[Stored records]

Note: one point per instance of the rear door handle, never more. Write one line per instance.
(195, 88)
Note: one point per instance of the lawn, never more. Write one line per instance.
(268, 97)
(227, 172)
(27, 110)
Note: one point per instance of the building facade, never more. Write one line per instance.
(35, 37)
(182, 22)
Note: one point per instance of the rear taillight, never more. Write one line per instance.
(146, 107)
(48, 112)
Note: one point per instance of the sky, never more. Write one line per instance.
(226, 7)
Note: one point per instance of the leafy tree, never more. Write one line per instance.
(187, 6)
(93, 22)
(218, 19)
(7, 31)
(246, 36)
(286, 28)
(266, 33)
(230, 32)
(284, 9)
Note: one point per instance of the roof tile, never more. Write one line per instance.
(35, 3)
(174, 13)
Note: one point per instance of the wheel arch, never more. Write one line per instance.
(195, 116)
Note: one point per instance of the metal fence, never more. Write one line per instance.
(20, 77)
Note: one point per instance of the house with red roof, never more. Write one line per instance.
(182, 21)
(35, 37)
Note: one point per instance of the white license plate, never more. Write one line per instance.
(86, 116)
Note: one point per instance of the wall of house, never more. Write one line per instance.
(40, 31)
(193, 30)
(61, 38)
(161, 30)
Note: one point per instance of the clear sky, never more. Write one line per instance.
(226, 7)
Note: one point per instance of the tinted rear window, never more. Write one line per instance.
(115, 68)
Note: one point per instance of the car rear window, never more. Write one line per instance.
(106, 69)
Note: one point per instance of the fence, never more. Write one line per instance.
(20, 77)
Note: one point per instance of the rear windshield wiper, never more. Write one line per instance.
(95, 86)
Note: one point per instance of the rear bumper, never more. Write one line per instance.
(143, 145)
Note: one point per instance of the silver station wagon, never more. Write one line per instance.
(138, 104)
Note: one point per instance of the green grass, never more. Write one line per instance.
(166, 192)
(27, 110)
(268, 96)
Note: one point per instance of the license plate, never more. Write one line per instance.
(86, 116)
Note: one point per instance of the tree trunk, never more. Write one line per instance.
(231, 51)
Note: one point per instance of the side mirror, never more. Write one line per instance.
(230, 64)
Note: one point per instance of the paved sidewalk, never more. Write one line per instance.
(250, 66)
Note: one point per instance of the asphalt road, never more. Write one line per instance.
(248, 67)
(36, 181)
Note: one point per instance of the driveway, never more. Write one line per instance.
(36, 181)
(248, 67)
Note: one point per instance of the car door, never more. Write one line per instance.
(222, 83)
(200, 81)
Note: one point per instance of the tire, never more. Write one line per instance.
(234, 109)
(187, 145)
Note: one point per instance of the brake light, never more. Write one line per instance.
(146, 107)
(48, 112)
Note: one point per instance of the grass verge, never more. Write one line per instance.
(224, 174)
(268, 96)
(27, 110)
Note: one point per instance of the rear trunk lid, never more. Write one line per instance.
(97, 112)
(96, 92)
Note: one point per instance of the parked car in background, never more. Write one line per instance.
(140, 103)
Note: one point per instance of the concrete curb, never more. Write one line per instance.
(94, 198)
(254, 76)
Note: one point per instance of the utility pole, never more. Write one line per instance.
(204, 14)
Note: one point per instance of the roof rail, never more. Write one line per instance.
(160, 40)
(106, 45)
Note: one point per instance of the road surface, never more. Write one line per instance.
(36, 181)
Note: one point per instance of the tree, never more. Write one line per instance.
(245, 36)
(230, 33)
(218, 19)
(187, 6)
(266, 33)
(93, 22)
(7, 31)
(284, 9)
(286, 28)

## What to do
Place every line of the data above into a Markdown table with the columns Number and Text, numbering the lines in order and omitting any blank lines.

## Reply
| Number | Text |
|---|---|
| 1 | Note: one point per instance of the rear door handle, never more. Write one line per instance. |
| 2 | (195, 88) |
| 3 | Note: one point per instance of the lawn, never more. Write one line per instance. |
| 4 | (268, 97) |
| 5 | (227, 172) |
| 6 | (27, 110) |
| 7 | Note: one point per instance of the building facade, never more. Write one line per instance. |
| 8 | (35, 37) |
| 9 | (182, 22) |
| 10 | Note: one point per instance of the rear taillight, never more. Write one line per instance. |
| 11 | (146, 107) |
| 12 | (48, 112) |
| 13 | Note: one point per instance of the sky, never more. Write one line per instance. |
| 14 | (226, 7) |
| 15 | Note: one point per instance of the leafy tree, never more. Write one line per instance. |
| 16 | (187, 6) |
| 17 | (93, 22) |
| 18 | (218, 19) |
| 19 | (7, 31) |
| 20 | (246, 36) |
| 21 | (286, 28) |
| 22 | (266, 33) |
| 23 | (230, 32) |
| 24 | (284, 9) |
| 25 | Note: one point per instance of the roof tile, never more. Write one line per instance. |
| 26 | (35, 3) |
| 27 | (174, 13) |
| 28 | Note: one point per instance of the wheel arch, never more. Write one line per instance. |
| 29 | (195, 116) |
| 30 | Note: one point per instance of the metal fence, never more. Write one line per instance. |
| 31 | (20, 77) |
| 32 | Note: one point per instance of the house with red roof, never more. Write one line per instance. |
| 33 | (182, 21) |
| 34 | (35, 37) |
| 35 | Note: one point per instance of the white license plate, never more. Write one line per instance. |
| 36 | (86, 116) |
| 37 | Note: one point per instance of the wall of house, never more. Write one line per instance. |
| 38 | (40, 31) |
| 39 | (193, 30) |
| 40 | (61, 38) |
| 41 | (161, 30) |
| 42 | Note: one point per instance of the clear sky, never more. Write one line per instance. |
| 43 | (226, 7) |
| 44 | Note: one point per instance of the tinted rear window, never more. Write one line per instance. |
| 45 | (115, 68) |
| 46 | Note: one point per instance of the car rear window, never more. Write one line per instance. |
| 47 | (106, 69) |
| 48 | Note: one point per instance of the fence, never more. Write one line per instance. |
| 49 | (20, 77) |
| 50 | Note: one point per instance of the rear windshield wiper, never more. Write one line per instance. |
| 51 | (95, 86) |
| 52 | Note: one point per instance of the rear bumper, never more. Write one line per instance. |
| 53 | (143, 145) |
| 54 | Note: one point per instance of the silver station wagon, never more. Write one line per instance. |
| 55 | (138, 104) |
| 56 | Note: one point per instance of the green grass, never more. Write one line per instance. |
| 57 | (166, 192) |
| 58 | (27, 110) |
| 59 | (268, 96) |
| 60 | Note: one point per instance of the license plate, never more. Write one line per instance. |
| 61 | (86, 116) |
| 62 | Note: one point per instance of the tree trunk, never more. Write one line per instance. |
| 63 | (231, 51) |
| 64 | Note: one point per instance of the side mirror, never more. Write one line per instance. |
| 65 | (230, 64) |
| 66 | Note: one point per instance of the paved sidewalk, never more. Write one line per instance. |
| 67 | (250, 66) |
| 68 | Note: one point per instance of the asphalt road, never more. Write one line per instance. |
| 69 | (248, 67) |
| 70 | (36, 181) |
| 71 | Note: one point per instance of the driveway, never more. Write one line per instance. |
| 72 | (36, 181) |
| 73 | (248, 67) |
| 74 | Note: one point per instance of the car door, never more. Write one line per instance. |
| 75 | (222, 83) |
| 76 | (200, 81) |
| 77 | Note: one point per instance of the tire, never more. Write one line per instance. |
| 78 | (234, 109) |
| 79 | (187, 145) |
| 80 | Note: one point per instance of the brake light, never more. Write one line per instance. |
| 81 | (146, 107) |
| 82 | (48, 112) |
| 83 | Note: one point per instance of the grass verge, never more. Write one line per instance. |
| 84 | (224, 174) |
| 85 | (268, 96) |
| 86 | (27, 110) |
| 87 | Note: one point per instance of the rear trunk lid, never more. Write one line per instance. |
| 88 | (97, 112) |
| 89 | (96, 92) |
| 90 | Note: one point per instance of the parked car in background, never more. Write one line per instance. |
| 91 | (140, 103) |
| 92 | Note: one point per instance of the concrete curb, never more. Write one line per instance. |
| 93 | (94, 198) |
| 94 | (254, 76) |
| 95 | Note: one point per instance of the utility pole, never more. Write one line per instance. |
| 96 | (204, 14) |
| 97 | Note: one point per instance of the roof rail, never more. Write one line per instance. |
| 98 | (160, 40) |
| 99 | (106, 45) |
| 100 | Note: one point per instance of the road surface, never more. Write one line per instance. |
| 101 | (36, 181) |
| 102 | Note: one point per instance of the tree, never more. Write one line per instance. |
| 103 | (245, 36) |
| 104 | (230, 33) |
| 105 | (218, 19) |
| 106 | (187, 6) |
| 107 | (266, 33) |
| 108 | (93, 22) |
| 109 | (7, 31) |
| 110 | (284, 9) |
| 111 | (286, 28) |